▶ [WHAT YOU WILL DO]: Reproduce the items starting with the line that contains "the player's hand" and going on through the line that contains "(1086, 562)", keeping the request text unchanged. Shift every coordinate in the answers by adding 23 to each number.

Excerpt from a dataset
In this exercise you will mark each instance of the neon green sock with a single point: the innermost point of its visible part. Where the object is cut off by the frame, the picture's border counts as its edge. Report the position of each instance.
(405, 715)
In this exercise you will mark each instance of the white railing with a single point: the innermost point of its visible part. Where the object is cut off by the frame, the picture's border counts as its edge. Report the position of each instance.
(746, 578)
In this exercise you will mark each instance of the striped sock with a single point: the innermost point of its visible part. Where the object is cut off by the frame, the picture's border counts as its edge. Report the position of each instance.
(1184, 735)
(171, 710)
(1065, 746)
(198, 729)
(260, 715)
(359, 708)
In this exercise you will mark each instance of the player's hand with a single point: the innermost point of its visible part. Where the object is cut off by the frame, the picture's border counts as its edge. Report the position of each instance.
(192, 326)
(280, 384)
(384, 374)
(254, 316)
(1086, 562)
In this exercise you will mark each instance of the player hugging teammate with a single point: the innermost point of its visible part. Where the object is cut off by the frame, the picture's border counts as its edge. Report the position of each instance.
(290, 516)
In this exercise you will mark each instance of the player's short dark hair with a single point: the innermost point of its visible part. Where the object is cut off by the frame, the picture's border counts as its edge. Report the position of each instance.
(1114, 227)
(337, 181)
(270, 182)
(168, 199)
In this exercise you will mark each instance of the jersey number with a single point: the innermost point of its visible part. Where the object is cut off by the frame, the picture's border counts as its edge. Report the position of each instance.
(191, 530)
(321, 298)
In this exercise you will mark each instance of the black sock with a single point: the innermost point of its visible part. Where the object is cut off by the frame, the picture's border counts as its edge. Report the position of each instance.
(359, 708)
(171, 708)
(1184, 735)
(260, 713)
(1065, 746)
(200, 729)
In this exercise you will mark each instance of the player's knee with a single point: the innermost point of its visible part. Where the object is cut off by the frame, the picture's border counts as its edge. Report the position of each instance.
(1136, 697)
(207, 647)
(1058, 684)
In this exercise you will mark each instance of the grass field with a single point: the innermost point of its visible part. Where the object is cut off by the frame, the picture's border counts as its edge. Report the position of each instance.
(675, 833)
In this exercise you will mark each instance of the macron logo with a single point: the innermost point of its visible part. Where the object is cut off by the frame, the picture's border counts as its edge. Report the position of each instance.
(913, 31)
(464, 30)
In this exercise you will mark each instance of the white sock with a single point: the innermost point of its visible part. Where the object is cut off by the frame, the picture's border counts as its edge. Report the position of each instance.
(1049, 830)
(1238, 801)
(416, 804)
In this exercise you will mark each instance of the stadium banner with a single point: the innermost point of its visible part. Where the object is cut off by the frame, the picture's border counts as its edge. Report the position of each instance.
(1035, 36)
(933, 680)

▶ [COMPLETED EXERCISE]:
In this exercise you will mark each instance of the player's hand with a single point: the innermost point of its visible part. Where the object is cut off by the frame, the picture's border counts as its edge. Report the position of each instance.
(215, 349)
(303, 407)
(407, 397)
(277, 339)
(1109, 585)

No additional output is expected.